INSTRUCTIONS TO FOLLOW:
Reproduce every line of the listing below word for word, changing nothing.

Items from a labeling collection:
+ + +

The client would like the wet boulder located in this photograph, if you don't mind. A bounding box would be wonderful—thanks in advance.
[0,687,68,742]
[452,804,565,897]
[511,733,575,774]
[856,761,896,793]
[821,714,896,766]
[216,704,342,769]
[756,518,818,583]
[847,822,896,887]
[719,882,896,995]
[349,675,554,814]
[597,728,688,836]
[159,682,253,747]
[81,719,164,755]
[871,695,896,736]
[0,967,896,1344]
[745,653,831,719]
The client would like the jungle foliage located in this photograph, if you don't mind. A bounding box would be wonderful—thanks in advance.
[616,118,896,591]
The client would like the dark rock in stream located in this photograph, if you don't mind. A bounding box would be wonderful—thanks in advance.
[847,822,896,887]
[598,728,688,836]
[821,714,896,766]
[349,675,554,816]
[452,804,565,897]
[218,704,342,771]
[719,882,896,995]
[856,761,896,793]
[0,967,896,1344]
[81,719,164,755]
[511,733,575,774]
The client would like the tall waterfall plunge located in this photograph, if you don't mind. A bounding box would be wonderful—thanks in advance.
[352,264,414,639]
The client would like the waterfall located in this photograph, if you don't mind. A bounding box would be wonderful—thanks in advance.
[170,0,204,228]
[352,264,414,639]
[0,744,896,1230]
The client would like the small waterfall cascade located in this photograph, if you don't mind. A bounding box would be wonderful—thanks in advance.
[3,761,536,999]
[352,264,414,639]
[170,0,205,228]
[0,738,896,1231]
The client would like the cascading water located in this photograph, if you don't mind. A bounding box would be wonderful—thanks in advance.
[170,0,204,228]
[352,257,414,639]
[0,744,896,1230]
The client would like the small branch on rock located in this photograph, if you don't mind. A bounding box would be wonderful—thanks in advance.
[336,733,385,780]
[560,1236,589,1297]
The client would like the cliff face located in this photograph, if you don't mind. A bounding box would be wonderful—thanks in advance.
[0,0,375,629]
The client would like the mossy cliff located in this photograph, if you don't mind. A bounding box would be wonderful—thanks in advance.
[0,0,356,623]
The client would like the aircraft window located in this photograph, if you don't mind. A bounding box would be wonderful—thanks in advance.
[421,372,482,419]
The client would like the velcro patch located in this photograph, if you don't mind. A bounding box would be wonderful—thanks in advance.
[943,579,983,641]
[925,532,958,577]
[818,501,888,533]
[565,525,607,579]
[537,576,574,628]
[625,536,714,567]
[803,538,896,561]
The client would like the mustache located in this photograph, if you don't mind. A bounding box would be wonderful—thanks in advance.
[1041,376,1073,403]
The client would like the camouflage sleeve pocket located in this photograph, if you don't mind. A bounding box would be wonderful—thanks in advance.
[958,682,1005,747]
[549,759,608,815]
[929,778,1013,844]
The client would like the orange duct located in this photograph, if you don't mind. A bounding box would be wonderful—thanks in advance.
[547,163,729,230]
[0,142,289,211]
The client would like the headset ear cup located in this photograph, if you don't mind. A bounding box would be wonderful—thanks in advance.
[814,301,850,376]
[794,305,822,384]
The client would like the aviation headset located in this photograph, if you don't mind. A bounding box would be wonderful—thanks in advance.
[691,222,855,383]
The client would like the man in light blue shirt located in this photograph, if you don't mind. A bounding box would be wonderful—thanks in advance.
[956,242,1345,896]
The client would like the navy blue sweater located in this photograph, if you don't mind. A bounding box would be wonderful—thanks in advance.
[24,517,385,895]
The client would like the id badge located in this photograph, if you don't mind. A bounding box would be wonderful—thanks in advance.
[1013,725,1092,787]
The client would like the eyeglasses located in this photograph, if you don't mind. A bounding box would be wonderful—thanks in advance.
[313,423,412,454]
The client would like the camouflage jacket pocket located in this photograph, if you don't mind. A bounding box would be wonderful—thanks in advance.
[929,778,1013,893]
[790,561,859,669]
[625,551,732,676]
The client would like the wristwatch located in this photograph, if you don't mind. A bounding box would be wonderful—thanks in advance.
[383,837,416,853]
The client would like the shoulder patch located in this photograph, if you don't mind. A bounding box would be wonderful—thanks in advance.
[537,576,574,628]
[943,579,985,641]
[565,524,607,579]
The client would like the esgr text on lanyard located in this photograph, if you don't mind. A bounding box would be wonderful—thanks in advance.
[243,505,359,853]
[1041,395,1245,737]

+ + +

OUTPUT FOR THIS TASK:
The client would like the wet boulder located in this photograph, if you don't mind. A bounding box would be wonderful—thanks in advance.
[0,687,68,742]
[452,804,565,897]
[511,733,575,774]
[856,761,896,793]
[821,714,896,766]
[216,704,342,769]
[756,518,818,583]
[847,822,896,887]
[719,882,896,995]
[349,675,554,814]
[597,728,688,836]
[159,682,253,747]
[81,719,164,755]
[871,695,896,736]
[0,967,896,1344]
[745,653,831,719]
The client would like the jungle foliage located in this photograph, if you don't mind. A bounding box would be wonderful—thanks in advance.
[616,118,896,591]
The client would like the dark rock in stream located in this photograph, if you don't mind. A bounding box would be wonderful—thanks in advance.
[847,822,896,887]
[598,728,688,836]
[821,714,896,766]
[349,675,554,816]
[452,804,565,897]
[218,704,342,771]
[719,882,896,995]
[856,761,896,793]
[0,967,896,1344]
[81,719,164,755]
[511,733,575,774]
The client would like the tall waterfall plunge located in this photograph, if you don't mind. A bounding box would be wonderful—thanks in advance.
[352,264,414,639]
The client would like the waterfall located in this photograph, if you don't mind. A bounding box would be wonderful—thanks in advance.
[170,0,204,228]
[352,264,414,639]
[0,744,896,1230]
The client would like the small waterfall cascade located in this photograph, if you don't mind. A bounding box would be wonderful—thanks in advance.
[3,761,536,999]
[352,264,414,639]
[170,0,205,228]
[0,738,896,1231]
The client would like the cascading water located in this photograph, if you don't mind. A bounding box would be wonderful—thanks in advance.
[170,0,204,228]
[352,257,414,639]
[0,744,896,1230]
The client would like the small branch on rock located in this photograph, if you don't mind. A bounding box would be wonderful—thanks in advance.
[336,733,385,780]
[560,1236,589,1297]
The client would like the cliff face located in this photograph, if you don't mind. A bounding box would be wonderful—thanks in advance.
[0,0,375,629]
The client would like the mossy cliff located in this photograph, if you don't mind. A bounding box would be wonderful—thanks in advance.
[0,0,356,623]
The client would like the aircraft window located in this photograph, if you don't mind. A bounding box would be wonderful—thanks in advance.
[421,372,482,419]
The client would like the velcro patch located in this photograph, if you don't mind. A bounding box would be wonderful—thanks in advance.
[943,579,983,641]
[925,532,958,577]
[818,501,888,533]
[565,525,607,579]
[537,576,574,628]
[625,536,714,567]
[803,538,896,561]
The client would like the mustache located in this photograph, if you don't mind. A bounding box would be wonderful—thanks in advance.
[1041,376,1073,403]
The client would like the camouflage sleeve pocket located in this photograph, if you don't mind. A bounding box would be wonderful—thanks in advance.
[958,682,1005,747]
[549,759,608,815]
[929,778,1013,844]
The client would like the orange duct located in this photograph, if you don't mind. A bounding box would be wonderful—thanks in advance.
[547,163,729,230]
[0,142,289,211]
The client would like the headset ear cup located in this photograph, if you don't mind. A bounding box would be wonderful—thanks in advance.
[814,301,850,376]
[794,305,822,384]
The client would like the aviation headset located in this photograph, if you don't mind. A bounding box would be wonderful—thanks in advance.
[691,222,855,383]
The client would like the man in light blue shirt located in this photograph, if you don't mind. A bounding box would be wonderful—thanks in advance.
[956,242,1345,896]
The client would like the navy blue sweater located in this photograph, if you don't mind. A bounding box would be wonderful—thanks in advance.
[24,517,385,895]
The client would like the id badge located in this photograph, if you don't mind. A bounding box would be wonderful—thanks in advance.
[1013,725,1092,787]
The client would like the eyeglasses located in this photograph, if you don't mind. A bounding box would be wonderful—thanks in advance.
[313,423,412,454]
The client would like the camouflage jacket pocket located in this photograph, if you don't mind. A bounding box would be wonderful—thanks in advance.
[929,778,1013,893]
[790,561,859,669]
[625,551,732,676]
The client would like the wristwatch located in this photograph, if you don't mind. A bounding box would be wonderful—thanks in advance.
[383,837,416,853]
The client would like the shoulder patch located in this photograph, if you don't mind. A bounding box would be wonderful—thanks in advance.
[537,576,574,628]
[943,579,985,641]
[565,524,607,579]
The client would like the esgr text on lanyard located in this photograph, if you don't mind. A bounding box would be wonderful—thanks in advance.
[243,505,359,853]
[1041,395,1245,737]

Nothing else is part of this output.